For this exercise, report every line of the material that includes "yellow".

[Start of section]

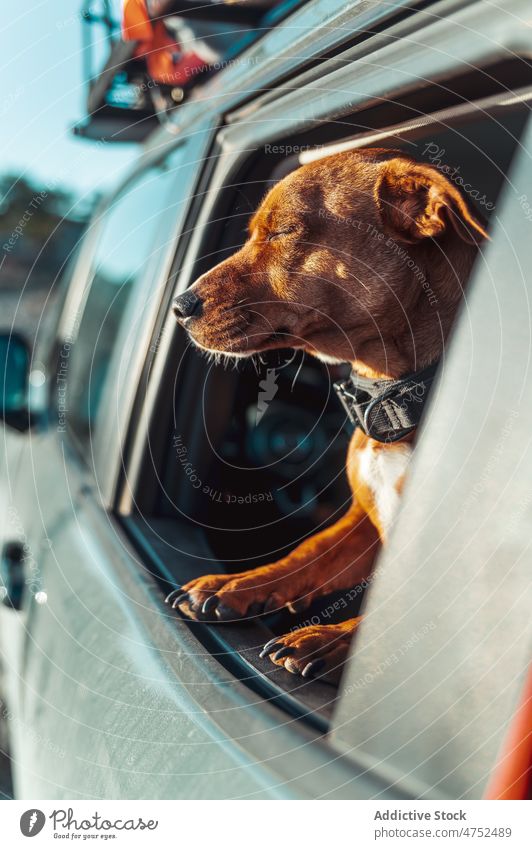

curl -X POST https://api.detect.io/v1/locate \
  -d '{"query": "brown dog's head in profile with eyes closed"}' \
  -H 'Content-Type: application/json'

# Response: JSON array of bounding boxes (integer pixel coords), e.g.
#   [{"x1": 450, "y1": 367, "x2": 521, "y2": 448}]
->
[{"x1": 173, "y1": 149, "x2": 486, "y2": 361}]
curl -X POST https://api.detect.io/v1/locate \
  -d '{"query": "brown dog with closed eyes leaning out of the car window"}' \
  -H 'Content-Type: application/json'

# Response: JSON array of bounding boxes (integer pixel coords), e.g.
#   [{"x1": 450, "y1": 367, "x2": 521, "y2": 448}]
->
[{"x1": 169, "y1": 149, "x2": 486, "y2": 680}]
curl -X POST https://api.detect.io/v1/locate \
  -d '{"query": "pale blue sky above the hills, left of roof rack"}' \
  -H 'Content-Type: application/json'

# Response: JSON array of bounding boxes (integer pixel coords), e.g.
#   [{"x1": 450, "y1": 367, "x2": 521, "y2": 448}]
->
[{"x1": 0, "y1": 0, "x2": 140, "y2": 204}]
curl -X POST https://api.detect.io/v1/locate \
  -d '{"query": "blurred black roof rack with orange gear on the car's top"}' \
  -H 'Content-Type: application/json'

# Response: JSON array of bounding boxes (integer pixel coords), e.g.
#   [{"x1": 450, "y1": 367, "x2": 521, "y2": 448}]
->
[{"x1": 74, "y1": 0, "x2": 303, "y2": 142}]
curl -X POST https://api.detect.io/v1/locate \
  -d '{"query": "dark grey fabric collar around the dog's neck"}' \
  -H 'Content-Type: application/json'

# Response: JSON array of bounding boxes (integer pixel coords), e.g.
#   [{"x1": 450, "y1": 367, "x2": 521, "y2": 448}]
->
[{"x1": 334, "y1": 362, "x2": 438, "y2": 442}]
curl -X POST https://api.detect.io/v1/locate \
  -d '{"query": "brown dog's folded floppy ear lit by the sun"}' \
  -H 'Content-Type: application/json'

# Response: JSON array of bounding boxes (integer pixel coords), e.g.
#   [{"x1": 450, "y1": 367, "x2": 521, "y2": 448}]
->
[{"x1": 375, "y1": 157, "x2": 489, "y2": 244}]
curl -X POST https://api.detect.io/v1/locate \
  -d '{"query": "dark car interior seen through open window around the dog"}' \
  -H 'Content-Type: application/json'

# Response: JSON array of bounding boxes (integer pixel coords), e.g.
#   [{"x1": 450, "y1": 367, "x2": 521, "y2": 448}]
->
[{"x1": 115, "y1": 56, "x2": 532, "y2": 729}]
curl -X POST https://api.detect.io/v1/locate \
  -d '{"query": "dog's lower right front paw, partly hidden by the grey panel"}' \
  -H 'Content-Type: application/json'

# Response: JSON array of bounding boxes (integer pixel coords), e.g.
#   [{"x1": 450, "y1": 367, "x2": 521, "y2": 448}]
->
[{"x1": 260, "y1": 616, "x2": 362, "y2": 684}]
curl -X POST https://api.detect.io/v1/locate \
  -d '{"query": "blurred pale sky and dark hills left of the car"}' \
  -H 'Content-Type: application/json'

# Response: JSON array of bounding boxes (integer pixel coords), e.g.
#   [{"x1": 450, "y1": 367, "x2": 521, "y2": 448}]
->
[{"x1": 0, "y1": 0, "x2": 138, "y2": 339}]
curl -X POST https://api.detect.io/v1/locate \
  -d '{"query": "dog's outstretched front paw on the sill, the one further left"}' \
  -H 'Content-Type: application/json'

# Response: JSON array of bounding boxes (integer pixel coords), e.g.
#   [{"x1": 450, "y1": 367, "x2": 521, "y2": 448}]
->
[{"x1": 166, "y1": 566, "x2": 311, "y2": 622}]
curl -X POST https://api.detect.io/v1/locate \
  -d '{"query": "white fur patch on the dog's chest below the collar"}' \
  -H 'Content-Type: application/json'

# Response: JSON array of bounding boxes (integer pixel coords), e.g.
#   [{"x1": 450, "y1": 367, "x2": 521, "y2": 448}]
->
[{"x1": 358, "y1": 442, "x2": 412, "y2": 538}]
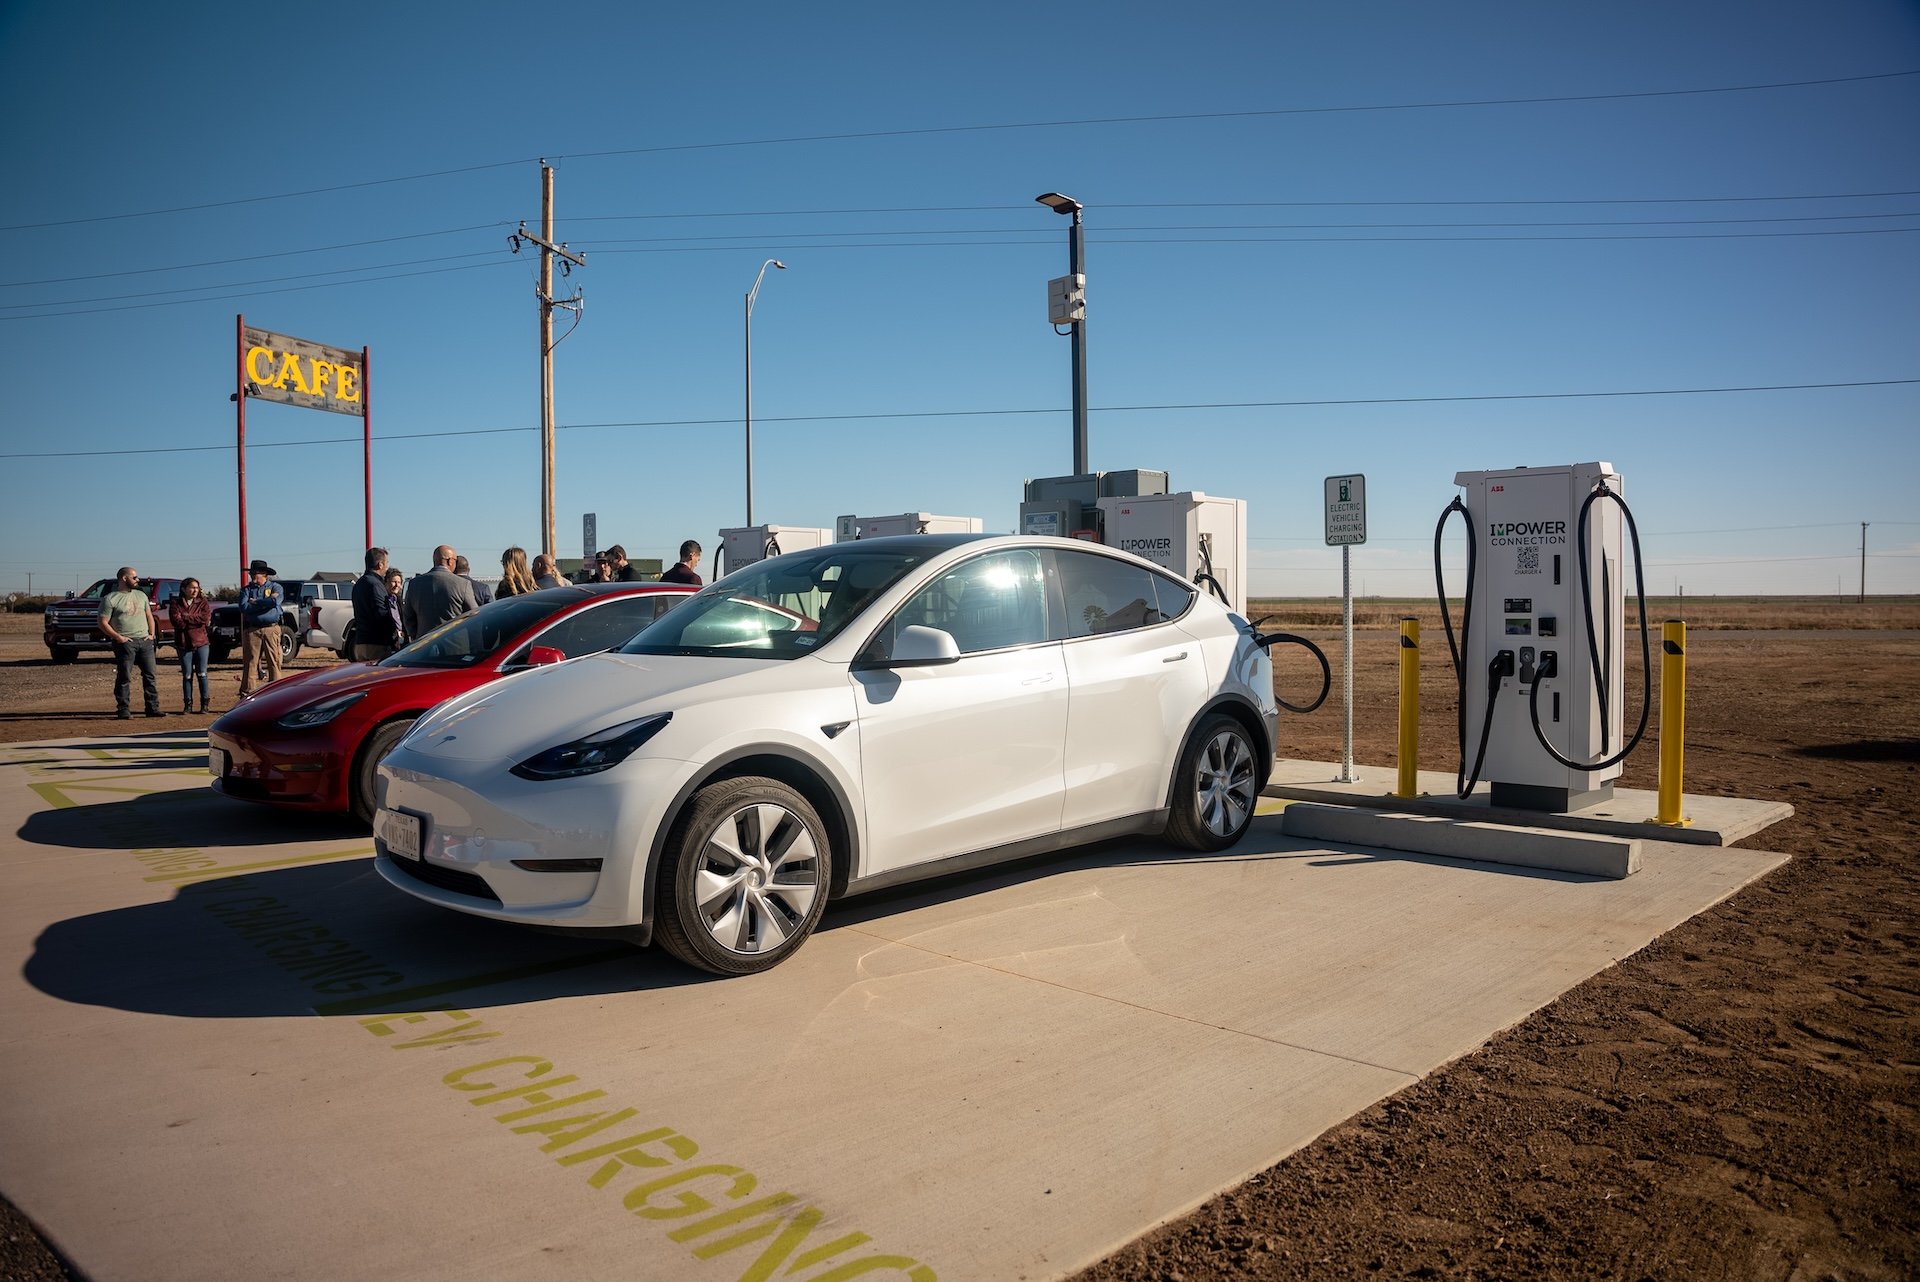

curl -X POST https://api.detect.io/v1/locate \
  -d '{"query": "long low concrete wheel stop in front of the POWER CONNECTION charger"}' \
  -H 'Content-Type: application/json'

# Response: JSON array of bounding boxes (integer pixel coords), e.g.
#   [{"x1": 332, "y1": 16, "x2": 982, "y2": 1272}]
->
[{"x1": 1281, "y1": 802, "x2": 1640, "y2": 879}]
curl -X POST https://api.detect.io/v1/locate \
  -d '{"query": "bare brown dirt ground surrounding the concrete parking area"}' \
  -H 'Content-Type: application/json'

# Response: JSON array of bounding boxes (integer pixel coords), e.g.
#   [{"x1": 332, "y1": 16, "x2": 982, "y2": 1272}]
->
[{"x1": 0, "y1": 599, "x2": 1920, "y2": 1282}]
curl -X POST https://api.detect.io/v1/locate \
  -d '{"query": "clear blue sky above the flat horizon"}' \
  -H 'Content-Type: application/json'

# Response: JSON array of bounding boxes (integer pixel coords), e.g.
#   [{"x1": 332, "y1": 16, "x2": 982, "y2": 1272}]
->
[{"x1": 0, "y1": 0, "x2": 1920, "y2": 595}]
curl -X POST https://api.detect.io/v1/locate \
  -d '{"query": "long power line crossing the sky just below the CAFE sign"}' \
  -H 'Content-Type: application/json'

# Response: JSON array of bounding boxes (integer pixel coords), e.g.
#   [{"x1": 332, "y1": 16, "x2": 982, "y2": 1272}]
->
[{"x1": 0, "y1": 378, "x2": 1920, "y2": 460}]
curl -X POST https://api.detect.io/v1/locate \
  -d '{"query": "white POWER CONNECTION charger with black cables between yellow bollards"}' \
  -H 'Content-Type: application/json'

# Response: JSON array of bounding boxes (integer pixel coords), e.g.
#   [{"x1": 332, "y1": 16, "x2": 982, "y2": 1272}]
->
[{"x1": 1434, "y1": 463, "x2": 1651, "y2": 812}]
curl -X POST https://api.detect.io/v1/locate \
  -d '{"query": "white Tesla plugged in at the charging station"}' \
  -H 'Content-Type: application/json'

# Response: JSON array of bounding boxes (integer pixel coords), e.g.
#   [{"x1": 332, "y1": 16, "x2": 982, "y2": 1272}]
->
[{"x1": 374, "y1": 535, "x2": 1279, "y2": 975}]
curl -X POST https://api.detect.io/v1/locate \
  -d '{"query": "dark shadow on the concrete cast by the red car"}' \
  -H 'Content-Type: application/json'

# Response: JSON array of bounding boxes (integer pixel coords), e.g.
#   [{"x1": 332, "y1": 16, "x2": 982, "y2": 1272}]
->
[{"x1": 19, "y1": 786, "x2": 372, "y2": 850}]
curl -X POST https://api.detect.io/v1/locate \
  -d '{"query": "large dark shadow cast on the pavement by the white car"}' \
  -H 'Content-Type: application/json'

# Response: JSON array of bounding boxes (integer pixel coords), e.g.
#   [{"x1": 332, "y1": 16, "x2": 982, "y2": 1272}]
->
[{"x1": 21, "y1": 858, "x2": 712, "y2": 1019}]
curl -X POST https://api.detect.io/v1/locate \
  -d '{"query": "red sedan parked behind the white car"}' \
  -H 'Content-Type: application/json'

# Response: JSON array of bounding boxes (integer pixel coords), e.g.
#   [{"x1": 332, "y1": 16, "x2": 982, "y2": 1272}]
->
[{"x1": 207, "y1": 583, "x2": 695, "y2": 823}]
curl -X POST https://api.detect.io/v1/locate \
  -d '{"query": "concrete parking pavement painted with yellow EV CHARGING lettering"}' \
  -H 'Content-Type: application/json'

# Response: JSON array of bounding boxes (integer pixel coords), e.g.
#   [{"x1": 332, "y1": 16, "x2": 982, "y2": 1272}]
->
[{"x1": 0, "y1": 737, "x2": 1786, "y2": 1282}]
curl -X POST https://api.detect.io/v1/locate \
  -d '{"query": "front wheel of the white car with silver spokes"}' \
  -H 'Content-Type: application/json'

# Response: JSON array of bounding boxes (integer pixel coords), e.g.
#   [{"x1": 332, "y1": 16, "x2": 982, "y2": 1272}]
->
[{"x1": 655, "y1": 777, "x2": 833, "y2": 975}]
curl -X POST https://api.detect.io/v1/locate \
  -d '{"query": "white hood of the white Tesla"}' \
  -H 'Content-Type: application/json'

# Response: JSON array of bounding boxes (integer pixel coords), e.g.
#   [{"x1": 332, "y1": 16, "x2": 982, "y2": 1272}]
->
[{"x1": 405, "y1": 653, "x2": 791, "y2": 762}]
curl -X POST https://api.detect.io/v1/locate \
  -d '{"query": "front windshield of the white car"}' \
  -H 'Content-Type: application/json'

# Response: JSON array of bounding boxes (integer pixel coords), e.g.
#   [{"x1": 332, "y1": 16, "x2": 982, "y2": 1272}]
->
[{"x1": 620, "y1": 541, "x2": 933, "y2": 658}]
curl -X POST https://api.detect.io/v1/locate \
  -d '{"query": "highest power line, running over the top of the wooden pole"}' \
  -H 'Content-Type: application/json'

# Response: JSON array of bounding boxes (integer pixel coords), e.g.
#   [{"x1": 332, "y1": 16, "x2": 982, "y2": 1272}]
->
[{"x1": 11, "y1": 69, "x2": 1920, "y2": 232}]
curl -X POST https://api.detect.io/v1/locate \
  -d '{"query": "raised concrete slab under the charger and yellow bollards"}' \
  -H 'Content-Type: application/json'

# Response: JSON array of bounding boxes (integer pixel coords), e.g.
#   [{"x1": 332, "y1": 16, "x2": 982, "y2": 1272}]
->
[{"x1": 1265, "y1": 756, "x2": 1793, "y2": 846}]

[End of section]

## Task solution
  -d '{"query": "white POWER CONNECTION charger with black cables between yellow bollards"}' \
  -d '{"query": "concrete parking pavement painted with yellow EV CHARGING lettering"}' \
  -d '{"query": "raised concrete slab under the charger and yellow bollards"}' \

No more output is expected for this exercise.